必要な作業:
A – 真言宗東寺派の宗会について述べた原文のうち、「この他多くの条項で「この法人」を含む箇所から始めて「布施の使い道等を決めている。」の後で止め、その範囲を書き出してください。その際、「決定権」を「権限」に置き換えること。
B – 真言宗東寺派の宗会について述べた原文の最後の文に続けて、その先を書き継ぐこと。

一、宗制及び宗規その他の規定の制定又は変更に関する事項
二、教王護国寺の規則及び規程の制定又は変更に関する事項
三、この法人(真言宗東寺派)及び教王護国寺の基本財産及び特別財産の制定及びその変更並びに処分及び担保関する事項
(後略)

 この他多くの条項で「この法人及び教王護国寺」という表記がなされている。つまり宗会は「真言宗東寺派」だけでなく、総本山「教王護国寺」の規則や運営、活動などの決定権を持つ状態だった。
 宗会というのは教団の諸々を決める会議で、日本政府で言えば「国会」にあたる。国会が日本の法律や税金の取り方・使い方を決めるように、宗会が「真言宗東寺派」の決まり事やお布施の集め方、お布施の使い道等を決めている。
 宗会は国会と同じく「議員」が集まって開くもので、東寺派の宗会議員は定員七名だった。全国の末寺から選ばれる公選議員が五人、寺院及び教会の代表役員から一人と教王護国寺塔頭寺院の代表役員から一人が特任議員として選出される形となっていた。
 宗会議員のほとんどが末寺から選ばれている以上、総本山であるにも関わらず教王護国寺は宗会で発言力を持つことが出来ず、宗派の運営に強く関わることが出来ない。しかも、その総本山が関与できない宗会によって、総本山の規則や財務が決められていた。総本山・教王護国寺にとってこれが許せなかった。

(位置ラベル付けデータの抜粋)
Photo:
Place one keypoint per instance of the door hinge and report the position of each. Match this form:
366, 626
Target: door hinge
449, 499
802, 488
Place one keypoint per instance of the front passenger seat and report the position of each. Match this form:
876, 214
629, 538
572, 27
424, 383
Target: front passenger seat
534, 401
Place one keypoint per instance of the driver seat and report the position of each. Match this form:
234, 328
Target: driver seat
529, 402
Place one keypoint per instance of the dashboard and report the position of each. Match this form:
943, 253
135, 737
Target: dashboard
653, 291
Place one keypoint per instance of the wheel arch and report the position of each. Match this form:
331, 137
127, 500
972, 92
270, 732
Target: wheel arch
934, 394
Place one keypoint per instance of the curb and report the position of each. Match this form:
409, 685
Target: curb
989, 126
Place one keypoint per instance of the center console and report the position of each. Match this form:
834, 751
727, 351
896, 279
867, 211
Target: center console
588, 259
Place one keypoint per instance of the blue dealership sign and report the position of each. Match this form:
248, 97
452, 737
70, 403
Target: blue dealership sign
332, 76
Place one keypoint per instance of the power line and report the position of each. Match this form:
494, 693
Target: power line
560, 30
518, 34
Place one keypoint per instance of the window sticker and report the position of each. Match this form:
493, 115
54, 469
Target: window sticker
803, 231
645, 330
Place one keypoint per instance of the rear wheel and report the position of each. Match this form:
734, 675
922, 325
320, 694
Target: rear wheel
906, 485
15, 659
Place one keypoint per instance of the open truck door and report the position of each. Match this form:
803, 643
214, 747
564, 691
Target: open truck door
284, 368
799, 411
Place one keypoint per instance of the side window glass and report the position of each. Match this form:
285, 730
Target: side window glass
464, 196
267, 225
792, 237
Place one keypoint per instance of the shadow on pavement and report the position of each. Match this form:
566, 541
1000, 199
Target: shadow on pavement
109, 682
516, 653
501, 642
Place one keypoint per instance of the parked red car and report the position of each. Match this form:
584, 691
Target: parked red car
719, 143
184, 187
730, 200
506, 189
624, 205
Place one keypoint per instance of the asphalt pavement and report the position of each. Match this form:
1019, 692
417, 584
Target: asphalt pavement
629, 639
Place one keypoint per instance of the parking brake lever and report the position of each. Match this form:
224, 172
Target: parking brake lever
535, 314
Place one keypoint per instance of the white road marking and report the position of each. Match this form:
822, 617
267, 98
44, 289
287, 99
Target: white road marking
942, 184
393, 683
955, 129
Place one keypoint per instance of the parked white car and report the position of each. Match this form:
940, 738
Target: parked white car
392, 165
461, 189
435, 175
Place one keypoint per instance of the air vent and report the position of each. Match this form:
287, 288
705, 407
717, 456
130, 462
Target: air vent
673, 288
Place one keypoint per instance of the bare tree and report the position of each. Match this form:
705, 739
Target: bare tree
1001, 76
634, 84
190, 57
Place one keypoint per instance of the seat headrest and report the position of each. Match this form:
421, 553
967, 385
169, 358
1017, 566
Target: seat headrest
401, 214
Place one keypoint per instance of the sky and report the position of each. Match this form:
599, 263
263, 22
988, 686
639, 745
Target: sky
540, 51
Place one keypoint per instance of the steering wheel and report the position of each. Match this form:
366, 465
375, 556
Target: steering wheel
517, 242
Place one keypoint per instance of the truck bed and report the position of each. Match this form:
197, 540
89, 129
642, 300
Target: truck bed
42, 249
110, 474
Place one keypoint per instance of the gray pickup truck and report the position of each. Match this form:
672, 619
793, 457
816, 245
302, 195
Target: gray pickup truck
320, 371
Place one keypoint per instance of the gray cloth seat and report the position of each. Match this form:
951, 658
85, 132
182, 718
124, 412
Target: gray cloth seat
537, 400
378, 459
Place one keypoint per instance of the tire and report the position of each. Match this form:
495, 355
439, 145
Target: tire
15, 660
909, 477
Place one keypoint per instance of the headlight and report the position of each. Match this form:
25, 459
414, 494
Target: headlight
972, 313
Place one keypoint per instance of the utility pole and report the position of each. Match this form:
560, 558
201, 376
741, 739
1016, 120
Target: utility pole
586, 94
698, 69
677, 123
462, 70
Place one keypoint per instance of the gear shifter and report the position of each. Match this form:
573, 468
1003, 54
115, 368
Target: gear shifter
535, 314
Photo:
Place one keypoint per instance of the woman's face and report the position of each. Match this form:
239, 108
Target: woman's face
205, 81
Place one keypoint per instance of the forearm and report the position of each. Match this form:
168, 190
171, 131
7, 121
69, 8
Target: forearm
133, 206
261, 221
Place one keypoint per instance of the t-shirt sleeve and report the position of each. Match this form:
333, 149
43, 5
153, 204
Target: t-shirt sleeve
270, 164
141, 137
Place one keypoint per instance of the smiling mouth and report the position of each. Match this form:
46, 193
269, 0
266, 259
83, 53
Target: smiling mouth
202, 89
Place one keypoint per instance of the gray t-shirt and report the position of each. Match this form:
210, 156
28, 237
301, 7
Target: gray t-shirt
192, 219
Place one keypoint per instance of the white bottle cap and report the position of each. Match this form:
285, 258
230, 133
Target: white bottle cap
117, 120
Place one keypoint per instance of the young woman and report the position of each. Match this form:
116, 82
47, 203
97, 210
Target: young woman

順番どおりの出力:
A –
この他多くの条項で「この法人及び教王護国寺」という表記がなされている。つまり宗会は「真言宗東寺派」だけでなく、総本山「教王護国寺」の規則や運営、活動などの権限を持つ状態だった。
 宗会というのは教団の諸々を決める会議で、日本政府で言えば「国会」にあたる。国会が日本の法律や税金の取り方・使い方を決めるように、宗会が「真言宗東寺派」の決まり事やお布施の集め方、お布施の使い道等を決めている。

B –
「教王護国寺の独立宗教法人としての自主性は完全に奪われ、挙げて宗派の特に宗会の独断に委ねられることになっており…」
 宗教法人教王護国寺は、宗教法人真言宗東寺派に所属するとは言え個別の宗教法人である。独自の規則があって、それに従って運営されるはずだが、その運営どころか規則の変更まで宗会に決定権があるのは、まさに自主性が守られていない状況だった…と、田中は主張している。
 また、教王護国寺は戦争前後の混乱期の衰微から立ち直ろうと努力してきたという。これは洛南高校の建設などの活動を指しているが、それらについて東寺派からの援助は微々たるもので、ほとんど教王護国寺が自前で資金を捻出してきたらしい。それどころか、真言宗東寺派の運営費のほとんどを総本山・教王護国寺が負担しており、他宗派には見られない宗本関係があった。昭和39年の第19回定期宗会では宗派の予決算の99%は教王護国寺が占めるとの発言も出ている。

 以上が、田中清澄『本末断機の習い』における主な主張である。こうした総本山側の不満に対し、宗派・宗会側もある程度理解を示していたようで、「東寺派規則」の改定に向けて話し合われることになる。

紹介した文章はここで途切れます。